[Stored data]
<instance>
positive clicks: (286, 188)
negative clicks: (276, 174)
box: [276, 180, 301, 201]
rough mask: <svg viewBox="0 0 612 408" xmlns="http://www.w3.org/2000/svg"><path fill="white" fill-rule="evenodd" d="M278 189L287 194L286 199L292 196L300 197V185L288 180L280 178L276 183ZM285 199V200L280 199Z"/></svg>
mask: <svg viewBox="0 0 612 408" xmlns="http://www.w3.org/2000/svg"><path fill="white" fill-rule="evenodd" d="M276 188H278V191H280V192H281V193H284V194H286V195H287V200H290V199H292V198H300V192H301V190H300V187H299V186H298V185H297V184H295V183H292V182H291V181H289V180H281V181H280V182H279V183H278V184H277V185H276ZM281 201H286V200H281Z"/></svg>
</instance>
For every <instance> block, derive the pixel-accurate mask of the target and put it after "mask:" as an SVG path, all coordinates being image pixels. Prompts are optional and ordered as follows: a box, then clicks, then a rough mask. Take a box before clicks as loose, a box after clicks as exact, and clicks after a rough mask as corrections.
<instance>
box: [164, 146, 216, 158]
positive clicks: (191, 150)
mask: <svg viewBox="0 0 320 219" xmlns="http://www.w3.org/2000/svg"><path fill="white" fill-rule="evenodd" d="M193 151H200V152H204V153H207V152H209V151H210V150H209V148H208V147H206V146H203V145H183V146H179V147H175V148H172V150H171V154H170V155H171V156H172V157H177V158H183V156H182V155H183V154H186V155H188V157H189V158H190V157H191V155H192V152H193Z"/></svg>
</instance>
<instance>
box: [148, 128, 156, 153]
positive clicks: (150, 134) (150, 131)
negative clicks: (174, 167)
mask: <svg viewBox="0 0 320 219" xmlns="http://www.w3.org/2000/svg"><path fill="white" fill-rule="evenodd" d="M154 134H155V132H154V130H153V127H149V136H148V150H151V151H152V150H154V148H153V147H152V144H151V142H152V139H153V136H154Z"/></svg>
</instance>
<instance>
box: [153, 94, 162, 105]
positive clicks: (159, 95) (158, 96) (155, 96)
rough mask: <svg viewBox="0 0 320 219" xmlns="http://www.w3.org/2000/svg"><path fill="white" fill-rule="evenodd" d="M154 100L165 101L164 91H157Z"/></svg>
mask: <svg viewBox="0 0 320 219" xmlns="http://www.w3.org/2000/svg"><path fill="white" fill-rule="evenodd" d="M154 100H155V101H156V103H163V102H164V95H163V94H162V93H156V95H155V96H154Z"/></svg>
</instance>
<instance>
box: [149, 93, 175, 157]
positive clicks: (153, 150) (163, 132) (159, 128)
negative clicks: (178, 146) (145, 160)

WORK TO COMPLETE:
Give back the entries above exactly as they are, from their first line through the line that contains "box: [276, 180, 301, 201]", both included, with nothing else.

WRITTEN ANSWER:
<instance>
positive clicks: (286, 188)
negative clicks: (276, 174)
box: [276, 180, 301, 201]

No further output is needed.